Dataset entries
--------------------------------

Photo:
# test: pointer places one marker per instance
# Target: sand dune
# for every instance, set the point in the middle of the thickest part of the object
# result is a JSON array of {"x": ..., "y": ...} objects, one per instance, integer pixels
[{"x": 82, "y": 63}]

--------------------------------

• What needs to be done:
Give the entries again exactly as they stand.

• Expected answer:
Photo:
# test: pointer places one marker per instance
# Target: sand dune
# for every instance, set the point in the middle of the thickest part of the object
# result is a JSON array of {"x": ..., "y": ...} objects, one per instance, integer pixels
[{"x": 82, "y": 63}]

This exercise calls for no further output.